▶ OBJECTIVE:
Lay out the part of the records below that opens with the line containing "Pick out each instance of the smiling" and closes with the line containing "x=225 y=159" as a Markdown table with the columns Row and Line. Give each line its own numbered row, and leave out any blank lines.

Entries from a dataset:
━━━━━━━━

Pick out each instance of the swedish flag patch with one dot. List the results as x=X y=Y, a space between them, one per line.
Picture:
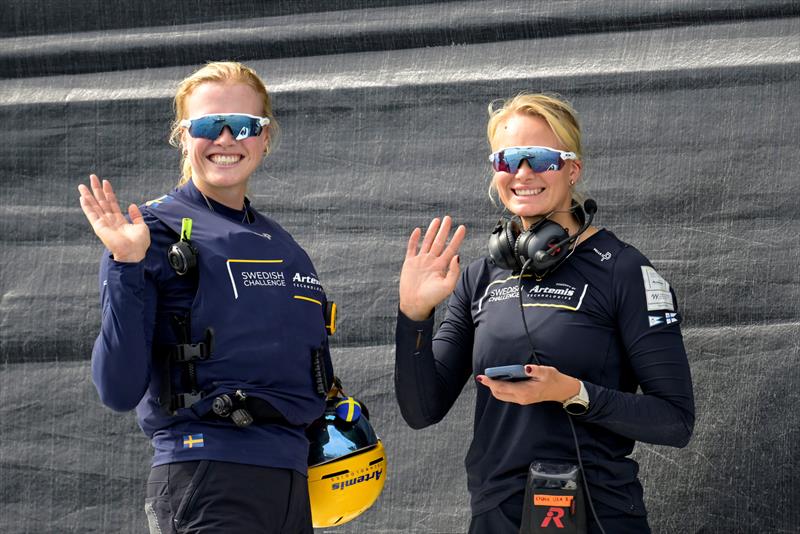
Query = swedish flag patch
x=190 y=441
x=348 y=410
x=156 y=201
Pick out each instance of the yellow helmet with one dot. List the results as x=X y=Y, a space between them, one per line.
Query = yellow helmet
x=346 y=463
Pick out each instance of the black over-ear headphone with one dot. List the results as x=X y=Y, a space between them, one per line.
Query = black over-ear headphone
x=183 y=255
x=545 y=244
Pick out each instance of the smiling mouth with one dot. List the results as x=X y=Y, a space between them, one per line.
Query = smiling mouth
x=527 y=192
x=225 y=159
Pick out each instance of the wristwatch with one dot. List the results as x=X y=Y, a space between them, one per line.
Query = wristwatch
x=579 y=404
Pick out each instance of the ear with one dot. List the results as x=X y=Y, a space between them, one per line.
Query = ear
x=184 y=146
x=575 y=169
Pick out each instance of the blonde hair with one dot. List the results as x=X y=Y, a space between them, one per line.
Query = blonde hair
x=219 y=72
x=554 y=110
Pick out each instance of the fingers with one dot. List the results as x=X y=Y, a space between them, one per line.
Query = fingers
x=413 y=241
x=88 y=205
x=453 y=272
x=113 y=204
x=441 y=236
x=455 y=243
x=436 y=238
x=135 y=214
x=430 y=234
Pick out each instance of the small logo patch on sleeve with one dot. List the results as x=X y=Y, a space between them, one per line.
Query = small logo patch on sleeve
x=191 y=441
x=656 y=290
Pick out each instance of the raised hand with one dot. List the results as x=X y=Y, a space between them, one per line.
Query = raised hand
x=127 y=241
x=429 y=274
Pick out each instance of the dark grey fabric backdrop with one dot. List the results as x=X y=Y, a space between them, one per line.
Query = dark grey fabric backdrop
x=690 y=111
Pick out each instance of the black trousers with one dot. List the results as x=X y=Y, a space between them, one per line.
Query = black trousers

━━━━━━━━

▶ SOLUTION BELOW:
| Row | Line |
|---|---|
| 1 | Pick out each instance of the smiling mouth with one dot. List the results as x=X y=Y, a space between them, one per line. |
| 2 | Query = smiling mouth |
| 3 | x=527 y=192 |
| 4 | x=225 y=159 |